Est-il possible d’écouter 16 Lovers Lane sans attraper un coup de soleil et un coup de foudre au passage ? Et Animal Collective affublé d’un costume trois pièce, est-ce encore Animal Collective ?
Climats met en avant disques et livres selon les aléas de la météo.
Lumière première
Quel disque parcourir pour boucler une année ? Il y a ceux qui s’invitent – je me souviens d’une maladie de saison qui m’avait empêché de fêter le nouvel an. Alité, déprimé et seul, j’écoutais en boucle le Loveless de My Bloody Valentine entre deux vomissements. La fièvre et les effets de guitare du groupe sont toujours liés dans ma mémoire et je reçois ce disque comme une maladie d’amour. Et puis il y a les disques rituels, les rites de passages où l’on mixe nos propres espérances avec ce que la vie nous apporte. Ces habitudes musicales proches de la pensée magique sont nécessaires. Elles nous font éprouver le passage du temps. Il y a un groupe et un disque qui me reviennent sans cesse les dernières heures de l’année. The Go-Betweens et 16 Lovers Lane s’accrochent au fil des jours avec un naturel confondant. Après tout, il n’y a pas plus beau disque pour raconter le retour de la lumière, les fragments de nuit, le désir et la mélancolie. Un bouquet d’émotions qui restitue parfaitement l’année écoulée, à chaque fois. À l’époque, le groupe avait pensé cet album comme un chemin du retour, celui menant vers l’Australie en l’occurrence. Mais il faut imaginer ces revenants : de jeunes personnes confondues dans des passions amoureuses ou des ruptures, essayant de reconnaitre des lieux familiers mais qui, au final, ne reconnaissent que la lumière. C’est un point de départ cette réception de la lumière, c’est une vie nouvelle qui me fascine à chaque écoute.

PRÉSENTATION DE L'EXERCICE:
Reproduisez mot pour mot le passage du texte fourni qui commence aux mots « Est-il possible d’écouter » et s'arrête après « Animal Collective ? ».

Données de pointage de régions
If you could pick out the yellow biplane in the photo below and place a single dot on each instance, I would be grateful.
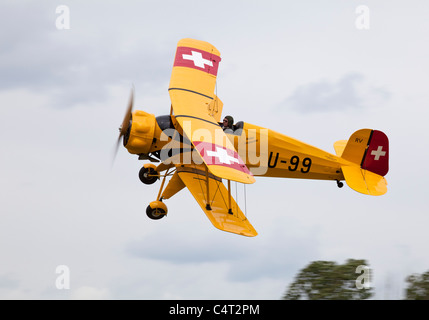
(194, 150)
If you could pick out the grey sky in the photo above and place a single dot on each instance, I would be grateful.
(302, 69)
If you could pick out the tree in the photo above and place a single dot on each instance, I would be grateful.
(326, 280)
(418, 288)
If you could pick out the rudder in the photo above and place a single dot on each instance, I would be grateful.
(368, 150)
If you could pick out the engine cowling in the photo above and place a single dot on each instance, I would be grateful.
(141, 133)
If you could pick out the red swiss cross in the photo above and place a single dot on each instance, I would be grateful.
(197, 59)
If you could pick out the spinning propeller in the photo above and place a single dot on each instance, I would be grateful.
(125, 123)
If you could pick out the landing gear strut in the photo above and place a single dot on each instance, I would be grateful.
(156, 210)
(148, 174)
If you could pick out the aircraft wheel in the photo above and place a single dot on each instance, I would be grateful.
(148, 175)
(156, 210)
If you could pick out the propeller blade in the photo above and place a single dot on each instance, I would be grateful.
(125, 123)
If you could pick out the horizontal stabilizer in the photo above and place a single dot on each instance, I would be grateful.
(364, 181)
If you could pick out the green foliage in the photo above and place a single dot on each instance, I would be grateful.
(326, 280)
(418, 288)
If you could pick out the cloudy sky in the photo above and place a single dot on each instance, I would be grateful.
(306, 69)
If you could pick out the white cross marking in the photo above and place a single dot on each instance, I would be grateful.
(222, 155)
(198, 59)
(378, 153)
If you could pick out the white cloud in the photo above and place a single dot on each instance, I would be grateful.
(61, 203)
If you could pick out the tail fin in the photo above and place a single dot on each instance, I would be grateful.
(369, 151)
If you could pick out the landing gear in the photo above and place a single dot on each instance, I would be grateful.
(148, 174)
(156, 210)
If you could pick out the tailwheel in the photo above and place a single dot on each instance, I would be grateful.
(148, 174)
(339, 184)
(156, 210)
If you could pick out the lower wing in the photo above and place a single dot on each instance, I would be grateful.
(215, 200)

RÉSULTAT ATTENDU:
Est-il possible d’écouter 16 Lovers Lane sans attraper un coup de soleil et un coup de foudre au passage ? Et Animal Collective affublé d’un costume trois pièce, est-ce encore Animal Collective ?